- Excerpt to read -
>>>
# Instructions for a LGB cable car gondola?



## cape cod Todd (Jan 3, 2008)

Hello All
I just received a LGB #90012 dual cable car gondola set up. no box and no directions. Trying a google search didn't turn up much in the way of how to set this thing up. The previous owner said to use a heavy fishing line for the cable. 

If anyone can direct me to directions so I can get this thing running that would be great. 
Thank you.


----------



## toddalin (Jan 4, 2008)

I'm doing one now and will use 3/16" vinyl covered cable that is sold at OSH and comes in white and black vinyl. They also sell 1/8" uncoated cable, but that would scratch up my nice machined pullies. (I didn't get the original pullies and motor, just the baskets and "cable" for $5.) The original "cable" is a green, plastic coated, non-stretchy string of some type. I have spots where the green plastic has split and can see the white string underneath. 

I've set mine up the same way that one would make a train run point-to-point (reversing unit) using a 555 chip with adjustable duration as an oscillator. The same way that one would put the diode between the line and last section of track, I've arranged two diodes with momentary switches such that when a basket comes in to "roost," it disconnects the power from the motor until the current reverses and can flow through the other diode. The baskets then reverse and wait at the other ends of the line for the selected duration.


----------



## cape cod Todd (Jan 3, 2008)

Still no directions to be found on the internet. The more I read about operating these cars the more it seems like a fine line between Does it work right from LGB RIGI and do it yourself to make it better like it sounds you did Toddalin. 
The one I got has what looks to be a pressed wood base and top painted green. Most seem to be made out of plastic. Maybe mine is an old version? 
Gotta keep digging to get this running.


----------



## Gary Armitstead (Jan 2, 2008)

I have a LGB Rigi Duo that I purchased NEW from San-Val in early 1986. Battery operated. I have it tucked away in a bedroom closet. I'll dig it out today and see if it has instructions. If it does, I will scan it for you.


----------



## chuck n (Jan 2, 2008)

Check with Axel at Train-li. He is selling a current version (s). He has both powered and unpowered. I ordered the hand cranked for my grandson for Christmas. He loves it, and Axel was a great help. 

Axel (Train-Li) is a sponsor here at MLS. Find his logo and click on it for contact information.


Chuck 


He is located near you (probably a couple of hours drive), Upton, Ma.


----------



## Axel Tillmann (Jan 10, 2008)
<<<
- Records shown -
>>>
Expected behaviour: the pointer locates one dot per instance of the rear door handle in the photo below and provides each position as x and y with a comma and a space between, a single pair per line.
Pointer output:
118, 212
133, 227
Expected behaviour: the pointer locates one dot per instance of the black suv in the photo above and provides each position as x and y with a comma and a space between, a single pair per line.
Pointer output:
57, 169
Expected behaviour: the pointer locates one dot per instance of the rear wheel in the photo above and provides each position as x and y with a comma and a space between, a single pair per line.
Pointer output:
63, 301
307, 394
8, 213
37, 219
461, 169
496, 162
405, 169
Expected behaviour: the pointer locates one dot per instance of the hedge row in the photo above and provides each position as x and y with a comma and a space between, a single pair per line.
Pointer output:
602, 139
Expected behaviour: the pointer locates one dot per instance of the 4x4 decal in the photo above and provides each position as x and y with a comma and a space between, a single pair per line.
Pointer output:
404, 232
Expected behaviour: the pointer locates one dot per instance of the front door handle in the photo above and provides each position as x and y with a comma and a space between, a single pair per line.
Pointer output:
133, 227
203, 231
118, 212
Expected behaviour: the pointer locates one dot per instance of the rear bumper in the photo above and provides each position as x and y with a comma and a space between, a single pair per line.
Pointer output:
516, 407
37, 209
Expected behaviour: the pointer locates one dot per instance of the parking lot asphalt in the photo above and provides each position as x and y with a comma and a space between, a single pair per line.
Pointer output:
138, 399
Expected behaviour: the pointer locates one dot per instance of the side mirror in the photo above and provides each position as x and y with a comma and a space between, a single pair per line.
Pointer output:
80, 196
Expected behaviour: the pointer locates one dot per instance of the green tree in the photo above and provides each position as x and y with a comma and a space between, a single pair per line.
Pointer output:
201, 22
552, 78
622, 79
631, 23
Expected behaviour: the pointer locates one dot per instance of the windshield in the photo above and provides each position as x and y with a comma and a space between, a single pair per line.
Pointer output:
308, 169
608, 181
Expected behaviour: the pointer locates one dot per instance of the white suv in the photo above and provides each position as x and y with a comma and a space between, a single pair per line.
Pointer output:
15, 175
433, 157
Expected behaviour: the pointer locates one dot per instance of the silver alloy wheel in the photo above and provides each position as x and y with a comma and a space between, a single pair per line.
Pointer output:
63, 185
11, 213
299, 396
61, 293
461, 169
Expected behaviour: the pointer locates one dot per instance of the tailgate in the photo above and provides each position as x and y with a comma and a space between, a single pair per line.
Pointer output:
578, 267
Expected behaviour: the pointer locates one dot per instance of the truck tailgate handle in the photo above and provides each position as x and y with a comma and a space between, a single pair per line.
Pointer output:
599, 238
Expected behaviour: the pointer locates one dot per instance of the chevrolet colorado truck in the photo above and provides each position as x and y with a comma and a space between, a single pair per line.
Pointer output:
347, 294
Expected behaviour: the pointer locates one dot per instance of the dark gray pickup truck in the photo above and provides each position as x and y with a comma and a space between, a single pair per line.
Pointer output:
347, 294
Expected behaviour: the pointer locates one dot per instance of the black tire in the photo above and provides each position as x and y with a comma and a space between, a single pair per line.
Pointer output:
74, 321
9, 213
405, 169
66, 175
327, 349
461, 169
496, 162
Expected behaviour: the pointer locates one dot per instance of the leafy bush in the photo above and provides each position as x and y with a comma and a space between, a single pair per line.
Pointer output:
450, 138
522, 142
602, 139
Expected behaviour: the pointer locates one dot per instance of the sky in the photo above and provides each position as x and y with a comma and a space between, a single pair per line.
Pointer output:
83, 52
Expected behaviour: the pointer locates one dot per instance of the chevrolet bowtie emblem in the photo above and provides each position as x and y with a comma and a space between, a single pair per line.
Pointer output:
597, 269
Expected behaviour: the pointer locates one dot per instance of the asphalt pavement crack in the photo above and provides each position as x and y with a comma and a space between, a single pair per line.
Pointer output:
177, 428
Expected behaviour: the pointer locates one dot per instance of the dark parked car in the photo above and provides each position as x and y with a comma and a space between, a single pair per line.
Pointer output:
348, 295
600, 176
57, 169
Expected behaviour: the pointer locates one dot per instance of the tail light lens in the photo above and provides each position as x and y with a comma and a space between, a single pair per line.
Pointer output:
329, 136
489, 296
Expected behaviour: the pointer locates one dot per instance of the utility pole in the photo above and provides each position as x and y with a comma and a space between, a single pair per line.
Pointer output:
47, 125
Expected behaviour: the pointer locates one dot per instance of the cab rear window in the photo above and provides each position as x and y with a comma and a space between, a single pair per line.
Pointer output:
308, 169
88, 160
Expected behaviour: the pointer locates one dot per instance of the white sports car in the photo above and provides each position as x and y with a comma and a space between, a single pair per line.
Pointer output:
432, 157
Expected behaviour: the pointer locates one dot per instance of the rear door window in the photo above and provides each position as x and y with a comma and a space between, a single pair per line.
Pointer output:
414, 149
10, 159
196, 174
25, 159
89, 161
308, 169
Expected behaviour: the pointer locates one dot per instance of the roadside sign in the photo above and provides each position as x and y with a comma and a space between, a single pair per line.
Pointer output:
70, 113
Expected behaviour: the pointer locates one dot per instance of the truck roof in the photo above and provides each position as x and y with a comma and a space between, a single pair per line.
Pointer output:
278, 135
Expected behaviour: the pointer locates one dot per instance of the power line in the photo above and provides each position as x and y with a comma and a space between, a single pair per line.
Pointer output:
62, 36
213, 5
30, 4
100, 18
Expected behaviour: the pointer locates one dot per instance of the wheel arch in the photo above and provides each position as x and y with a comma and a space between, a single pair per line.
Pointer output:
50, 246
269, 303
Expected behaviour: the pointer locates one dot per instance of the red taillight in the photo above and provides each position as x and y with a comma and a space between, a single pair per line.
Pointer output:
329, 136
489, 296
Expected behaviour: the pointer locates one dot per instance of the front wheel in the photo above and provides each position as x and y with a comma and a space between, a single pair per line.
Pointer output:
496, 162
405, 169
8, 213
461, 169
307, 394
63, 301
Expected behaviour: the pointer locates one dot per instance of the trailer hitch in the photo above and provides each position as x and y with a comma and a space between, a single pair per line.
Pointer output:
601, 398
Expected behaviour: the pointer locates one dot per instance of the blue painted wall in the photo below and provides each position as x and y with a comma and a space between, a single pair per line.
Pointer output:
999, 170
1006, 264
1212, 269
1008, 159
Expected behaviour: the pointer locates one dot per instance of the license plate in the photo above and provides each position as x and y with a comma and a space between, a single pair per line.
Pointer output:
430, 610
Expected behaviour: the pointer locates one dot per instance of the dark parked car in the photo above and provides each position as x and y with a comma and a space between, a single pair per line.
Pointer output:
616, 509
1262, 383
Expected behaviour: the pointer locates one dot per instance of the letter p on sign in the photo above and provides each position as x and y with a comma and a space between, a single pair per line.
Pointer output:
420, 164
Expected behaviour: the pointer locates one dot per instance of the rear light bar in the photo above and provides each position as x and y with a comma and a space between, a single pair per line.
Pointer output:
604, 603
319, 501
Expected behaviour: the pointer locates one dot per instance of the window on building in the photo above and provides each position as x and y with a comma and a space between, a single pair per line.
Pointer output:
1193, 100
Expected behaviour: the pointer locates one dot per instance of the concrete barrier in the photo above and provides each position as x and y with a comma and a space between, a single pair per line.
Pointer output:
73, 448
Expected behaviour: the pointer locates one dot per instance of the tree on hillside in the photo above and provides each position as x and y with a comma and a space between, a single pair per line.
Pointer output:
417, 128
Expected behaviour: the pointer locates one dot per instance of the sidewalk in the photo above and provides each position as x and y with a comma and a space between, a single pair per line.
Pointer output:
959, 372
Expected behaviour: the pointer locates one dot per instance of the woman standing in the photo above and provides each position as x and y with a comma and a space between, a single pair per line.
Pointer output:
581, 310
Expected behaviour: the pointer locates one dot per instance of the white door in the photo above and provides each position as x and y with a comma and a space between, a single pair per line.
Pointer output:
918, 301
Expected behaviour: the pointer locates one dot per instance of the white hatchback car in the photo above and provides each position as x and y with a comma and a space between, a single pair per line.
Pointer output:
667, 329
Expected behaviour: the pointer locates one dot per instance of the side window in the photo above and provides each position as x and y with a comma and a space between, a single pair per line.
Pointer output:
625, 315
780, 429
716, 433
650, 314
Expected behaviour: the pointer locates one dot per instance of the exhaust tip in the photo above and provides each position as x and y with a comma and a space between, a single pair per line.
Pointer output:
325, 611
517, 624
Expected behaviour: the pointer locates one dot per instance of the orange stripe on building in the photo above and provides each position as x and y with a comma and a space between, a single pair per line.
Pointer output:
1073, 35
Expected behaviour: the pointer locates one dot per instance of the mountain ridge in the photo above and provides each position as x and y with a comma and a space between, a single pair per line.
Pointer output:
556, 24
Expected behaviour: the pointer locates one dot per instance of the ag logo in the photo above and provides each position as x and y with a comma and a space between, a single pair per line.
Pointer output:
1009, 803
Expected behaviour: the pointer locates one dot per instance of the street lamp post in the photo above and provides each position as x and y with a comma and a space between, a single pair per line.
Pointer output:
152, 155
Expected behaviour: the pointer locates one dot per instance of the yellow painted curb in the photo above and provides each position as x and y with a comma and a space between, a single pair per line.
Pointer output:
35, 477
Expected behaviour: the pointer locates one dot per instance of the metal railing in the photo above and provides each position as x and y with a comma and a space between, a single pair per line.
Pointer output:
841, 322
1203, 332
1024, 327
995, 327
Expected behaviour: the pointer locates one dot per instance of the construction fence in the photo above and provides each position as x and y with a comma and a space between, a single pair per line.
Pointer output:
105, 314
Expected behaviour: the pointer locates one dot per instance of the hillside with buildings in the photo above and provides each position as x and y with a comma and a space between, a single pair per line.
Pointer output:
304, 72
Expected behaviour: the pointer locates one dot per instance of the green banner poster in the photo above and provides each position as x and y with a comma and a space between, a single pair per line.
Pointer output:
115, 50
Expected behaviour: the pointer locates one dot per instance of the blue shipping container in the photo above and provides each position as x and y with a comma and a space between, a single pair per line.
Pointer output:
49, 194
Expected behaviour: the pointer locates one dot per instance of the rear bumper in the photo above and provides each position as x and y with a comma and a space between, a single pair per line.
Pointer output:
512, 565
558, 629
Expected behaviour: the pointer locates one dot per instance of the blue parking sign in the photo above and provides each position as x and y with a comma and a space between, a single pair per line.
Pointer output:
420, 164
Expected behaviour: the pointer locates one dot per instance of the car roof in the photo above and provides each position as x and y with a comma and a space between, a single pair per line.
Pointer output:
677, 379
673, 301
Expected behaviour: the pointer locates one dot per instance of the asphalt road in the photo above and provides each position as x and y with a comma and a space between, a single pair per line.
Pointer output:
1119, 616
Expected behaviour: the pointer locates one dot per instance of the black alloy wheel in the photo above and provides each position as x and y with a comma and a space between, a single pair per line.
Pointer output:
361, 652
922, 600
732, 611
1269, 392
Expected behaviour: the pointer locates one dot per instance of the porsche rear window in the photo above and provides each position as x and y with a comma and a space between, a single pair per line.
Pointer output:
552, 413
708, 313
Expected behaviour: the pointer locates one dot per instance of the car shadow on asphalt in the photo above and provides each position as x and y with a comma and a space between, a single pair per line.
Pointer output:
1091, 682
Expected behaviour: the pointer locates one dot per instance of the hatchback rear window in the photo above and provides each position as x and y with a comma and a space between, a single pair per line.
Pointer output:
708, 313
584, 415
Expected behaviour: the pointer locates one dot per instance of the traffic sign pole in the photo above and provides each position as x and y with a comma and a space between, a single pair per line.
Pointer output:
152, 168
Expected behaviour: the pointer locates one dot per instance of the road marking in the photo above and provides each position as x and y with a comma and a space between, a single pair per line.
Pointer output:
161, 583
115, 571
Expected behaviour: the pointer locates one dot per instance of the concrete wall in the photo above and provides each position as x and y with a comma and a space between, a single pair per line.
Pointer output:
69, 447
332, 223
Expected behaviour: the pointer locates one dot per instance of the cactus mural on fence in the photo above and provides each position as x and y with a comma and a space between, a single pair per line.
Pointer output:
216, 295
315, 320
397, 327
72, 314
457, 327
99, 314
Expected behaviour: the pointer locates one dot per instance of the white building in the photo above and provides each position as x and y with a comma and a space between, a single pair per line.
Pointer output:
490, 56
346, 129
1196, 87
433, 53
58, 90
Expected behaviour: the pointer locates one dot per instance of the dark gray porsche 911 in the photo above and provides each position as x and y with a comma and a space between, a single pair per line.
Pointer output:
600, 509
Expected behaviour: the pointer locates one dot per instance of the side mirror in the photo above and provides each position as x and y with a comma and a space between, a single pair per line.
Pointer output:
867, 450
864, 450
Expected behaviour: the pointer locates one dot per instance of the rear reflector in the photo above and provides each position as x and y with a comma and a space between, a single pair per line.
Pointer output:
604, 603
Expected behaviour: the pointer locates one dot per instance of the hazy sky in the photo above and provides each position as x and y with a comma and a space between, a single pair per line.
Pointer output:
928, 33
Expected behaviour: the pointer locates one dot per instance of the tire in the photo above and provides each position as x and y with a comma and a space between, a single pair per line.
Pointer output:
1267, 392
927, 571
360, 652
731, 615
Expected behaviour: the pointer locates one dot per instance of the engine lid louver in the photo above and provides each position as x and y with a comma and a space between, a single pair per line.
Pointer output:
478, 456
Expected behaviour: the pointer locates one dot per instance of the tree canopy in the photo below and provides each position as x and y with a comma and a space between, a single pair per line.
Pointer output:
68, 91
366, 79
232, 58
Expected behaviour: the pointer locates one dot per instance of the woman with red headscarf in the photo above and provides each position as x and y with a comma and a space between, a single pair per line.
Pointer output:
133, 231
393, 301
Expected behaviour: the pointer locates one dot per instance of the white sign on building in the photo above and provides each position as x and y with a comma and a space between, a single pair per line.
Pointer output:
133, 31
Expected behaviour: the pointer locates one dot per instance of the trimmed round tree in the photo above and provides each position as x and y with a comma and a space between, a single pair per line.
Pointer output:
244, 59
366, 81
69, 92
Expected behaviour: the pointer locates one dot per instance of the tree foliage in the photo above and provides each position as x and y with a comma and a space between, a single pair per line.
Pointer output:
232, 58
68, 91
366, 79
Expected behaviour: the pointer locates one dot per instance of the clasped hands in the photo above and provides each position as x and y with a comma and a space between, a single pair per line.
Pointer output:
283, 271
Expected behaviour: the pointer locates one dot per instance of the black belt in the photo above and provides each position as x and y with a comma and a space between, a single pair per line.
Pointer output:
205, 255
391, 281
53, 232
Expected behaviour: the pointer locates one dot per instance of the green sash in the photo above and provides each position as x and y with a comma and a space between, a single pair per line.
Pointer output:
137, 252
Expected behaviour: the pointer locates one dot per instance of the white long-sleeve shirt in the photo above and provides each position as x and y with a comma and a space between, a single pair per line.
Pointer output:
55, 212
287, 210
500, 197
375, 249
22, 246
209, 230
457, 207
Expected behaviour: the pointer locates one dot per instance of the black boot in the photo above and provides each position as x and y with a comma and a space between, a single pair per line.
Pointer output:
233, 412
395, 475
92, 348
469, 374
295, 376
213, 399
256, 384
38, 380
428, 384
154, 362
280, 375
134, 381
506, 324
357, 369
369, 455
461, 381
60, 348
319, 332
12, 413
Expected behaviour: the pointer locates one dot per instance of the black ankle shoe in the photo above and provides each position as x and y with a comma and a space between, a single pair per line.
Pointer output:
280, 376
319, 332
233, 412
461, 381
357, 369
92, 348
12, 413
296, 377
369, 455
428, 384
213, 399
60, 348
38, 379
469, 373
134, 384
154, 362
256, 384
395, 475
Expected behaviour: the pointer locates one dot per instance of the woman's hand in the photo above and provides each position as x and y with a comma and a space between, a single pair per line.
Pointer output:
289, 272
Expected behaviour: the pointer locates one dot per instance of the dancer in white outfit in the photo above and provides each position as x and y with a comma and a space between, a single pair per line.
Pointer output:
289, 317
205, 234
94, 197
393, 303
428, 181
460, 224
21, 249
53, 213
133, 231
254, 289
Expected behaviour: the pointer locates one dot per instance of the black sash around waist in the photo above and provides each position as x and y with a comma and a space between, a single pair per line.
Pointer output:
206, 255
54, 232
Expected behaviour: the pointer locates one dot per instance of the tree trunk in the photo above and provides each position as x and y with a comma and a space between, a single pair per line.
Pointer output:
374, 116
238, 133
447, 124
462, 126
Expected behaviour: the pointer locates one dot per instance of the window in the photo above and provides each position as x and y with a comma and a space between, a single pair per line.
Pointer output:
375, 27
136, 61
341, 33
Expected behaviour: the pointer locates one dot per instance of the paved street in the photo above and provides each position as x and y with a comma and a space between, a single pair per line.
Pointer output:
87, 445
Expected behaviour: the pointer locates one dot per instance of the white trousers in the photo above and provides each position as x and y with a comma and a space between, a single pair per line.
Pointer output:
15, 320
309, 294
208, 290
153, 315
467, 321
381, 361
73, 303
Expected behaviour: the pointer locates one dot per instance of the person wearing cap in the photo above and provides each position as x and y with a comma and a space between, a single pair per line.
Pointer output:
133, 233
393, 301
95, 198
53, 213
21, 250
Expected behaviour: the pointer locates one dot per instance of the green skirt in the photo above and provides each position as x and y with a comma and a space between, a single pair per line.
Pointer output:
<<<
- Problem requirements -
Using the forum thread, mark each of these statements yes or no and quote the words that decide it: (a) The previous owner suggested heavy fishing line for the cable. (b) toddalin received the original pulleys and motor for $5. (c) Gary Armitstead's Rigi Duo runs on batteries. The data shown after the forum thread are separate material.

- Problem solution -
(a) Yes: "The previous owner said to use a heavy fishing line for the cable."
(b) No: "I didn't get the original pullies and motor"
(c) Yes: "Battery operated."